> **Required action**: Using the entries below, show all lines with the string "trunk".

> **Records for this exercise**:
────────────────────────────────────────
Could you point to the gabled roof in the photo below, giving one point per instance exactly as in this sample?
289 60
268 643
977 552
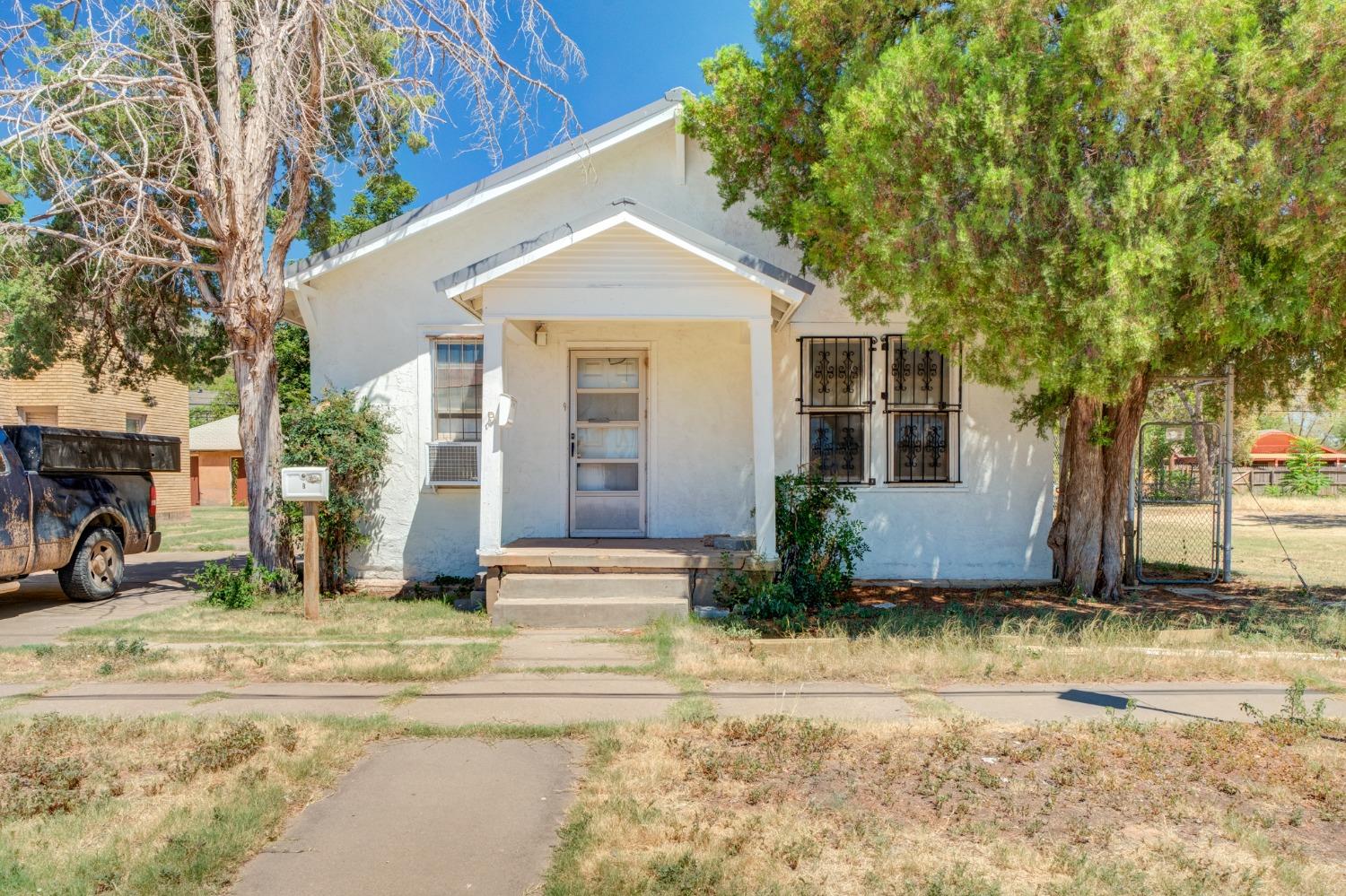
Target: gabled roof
487 188
791 288
218 435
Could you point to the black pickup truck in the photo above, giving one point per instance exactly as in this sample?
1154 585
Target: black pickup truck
77 500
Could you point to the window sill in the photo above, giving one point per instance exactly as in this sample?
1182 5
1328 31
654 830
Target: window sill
882 489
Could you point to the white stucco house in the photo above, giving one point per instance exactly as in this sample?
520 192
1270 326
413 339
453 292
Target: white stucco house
594 366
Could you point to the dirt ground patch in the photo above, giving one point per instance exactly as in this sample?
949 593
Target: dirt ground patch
958 807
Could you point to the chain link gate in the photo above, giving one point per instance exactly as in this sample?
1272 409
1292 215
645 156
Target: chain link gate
1179 492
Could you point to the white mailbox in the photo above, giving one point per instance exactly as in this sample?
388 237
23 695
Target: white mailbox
303 483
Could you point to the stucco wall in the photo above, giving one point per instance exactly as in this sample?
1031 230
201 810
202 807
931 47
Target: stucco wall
371 326
214 478
65 387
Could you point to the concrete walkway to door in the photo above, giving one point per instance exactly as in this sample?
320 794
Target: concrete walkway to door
423 817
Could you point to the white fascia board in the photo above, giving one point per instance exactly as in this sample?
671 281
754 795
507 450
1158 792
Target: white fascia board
463 283
489 194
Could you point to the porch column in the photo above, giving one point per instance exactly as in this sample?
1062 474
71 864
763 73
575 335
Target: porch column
493 457
764 435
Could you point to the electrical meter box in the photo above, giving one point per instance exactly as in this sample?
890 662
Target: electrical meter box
303 483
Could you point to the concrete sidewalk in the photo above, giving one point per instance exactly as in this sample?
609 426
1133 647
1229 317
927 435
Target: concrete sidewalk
529 699
1152 701
39 613
427 817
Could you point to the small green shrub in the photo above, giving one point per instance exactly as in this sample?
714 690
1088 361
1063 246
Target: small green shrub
223 586
42 786
239 743
1305 468
1295 720
347 435
817 544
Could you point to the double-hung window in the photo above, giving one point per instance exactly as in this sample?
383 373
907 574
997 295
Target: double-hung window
458 389
922 403
454 451
836 401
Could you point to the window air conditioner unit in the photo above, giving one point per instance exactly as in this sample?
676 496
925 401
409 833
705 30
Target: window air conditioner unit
454 463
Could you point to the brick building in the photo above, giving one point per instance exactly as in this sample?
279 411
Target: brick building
61 397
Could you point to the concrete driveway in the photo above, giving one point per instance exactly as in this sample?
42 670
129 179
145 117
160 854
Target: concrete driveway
39 613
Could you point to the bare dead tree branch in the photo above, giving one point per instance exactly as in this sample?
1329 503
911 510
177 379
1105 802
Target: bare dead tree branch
167 137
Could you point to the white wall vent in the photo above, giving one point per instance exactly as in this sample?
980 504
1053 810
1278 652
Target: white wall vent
454 463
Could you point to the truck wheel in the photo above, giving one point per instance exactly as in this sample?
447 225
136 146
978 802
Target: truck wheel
96 570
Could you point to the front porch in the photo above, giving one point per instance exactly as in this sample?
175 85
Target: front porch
606 581
626 408
616 554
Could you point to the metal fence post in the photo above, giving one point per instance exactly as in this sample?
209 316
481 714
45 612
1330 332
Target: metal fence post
1229 473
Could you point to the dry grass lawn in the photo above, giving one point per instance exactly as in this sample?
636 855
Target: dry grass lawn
925 648
1313 530
958 807
345 618
159 805
132 661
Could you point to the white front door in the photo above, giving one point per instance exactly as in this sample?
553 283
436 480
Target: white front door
607 443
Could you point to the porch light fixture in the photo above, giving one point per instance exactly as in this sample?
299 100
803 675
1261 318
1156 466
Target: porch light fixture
505 411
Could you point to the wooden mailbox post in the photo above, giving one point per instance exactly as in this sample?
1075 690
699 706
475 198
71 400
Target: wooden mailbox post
309 486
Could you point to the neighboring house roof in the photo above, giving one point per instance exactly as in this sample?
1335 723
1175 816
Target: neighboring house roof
462 284
1273 444
487 188
218 435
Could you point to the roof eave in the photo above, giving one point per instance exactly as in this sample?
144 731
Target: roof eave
490 187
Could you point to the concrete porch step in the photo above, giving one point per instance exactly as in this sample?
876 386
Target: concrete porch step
590 599
605 613
597 586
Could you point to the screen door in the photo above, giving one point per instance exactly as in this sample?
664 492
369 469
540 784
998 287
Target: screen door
607 444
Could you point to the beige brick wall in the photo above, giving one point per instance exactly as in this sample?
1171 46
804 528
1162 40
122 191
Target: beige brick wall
65 387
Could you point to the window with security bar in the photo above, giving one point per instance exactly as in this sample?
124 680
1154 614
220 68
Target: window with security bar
458 389
923 403
837 400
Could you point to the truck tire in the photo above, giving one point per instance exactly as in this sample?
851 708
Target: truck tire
96 570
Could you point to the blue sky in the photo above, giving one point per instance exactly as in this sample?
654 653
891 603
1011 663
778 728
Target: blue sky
634 50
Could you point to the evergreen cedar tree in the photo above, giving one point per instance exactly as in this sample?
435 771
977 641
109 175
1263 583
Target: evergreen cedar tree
1084 196
183 147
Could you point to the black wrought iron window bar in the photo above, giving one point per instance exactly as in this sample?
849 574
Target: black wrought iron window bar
836 395
922 400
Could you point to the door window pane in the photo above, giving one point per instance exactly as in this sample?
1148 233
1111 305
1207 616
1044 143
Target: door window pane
607 441
608 373
607 476
607 406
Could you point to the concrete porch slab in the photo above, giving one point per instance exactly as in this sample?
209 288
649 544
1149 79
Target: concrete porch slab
835 700
614 553
521 699
295 699
425 817
118 699
562 648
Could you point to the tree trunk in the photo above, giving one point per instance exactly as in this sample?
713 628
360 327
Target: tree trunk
────────────────────────────────────────
> **Task output**:
Could you point to the tree trunk in the photo above, giving one point per instance exactly as in this sample?
Target: tree trunk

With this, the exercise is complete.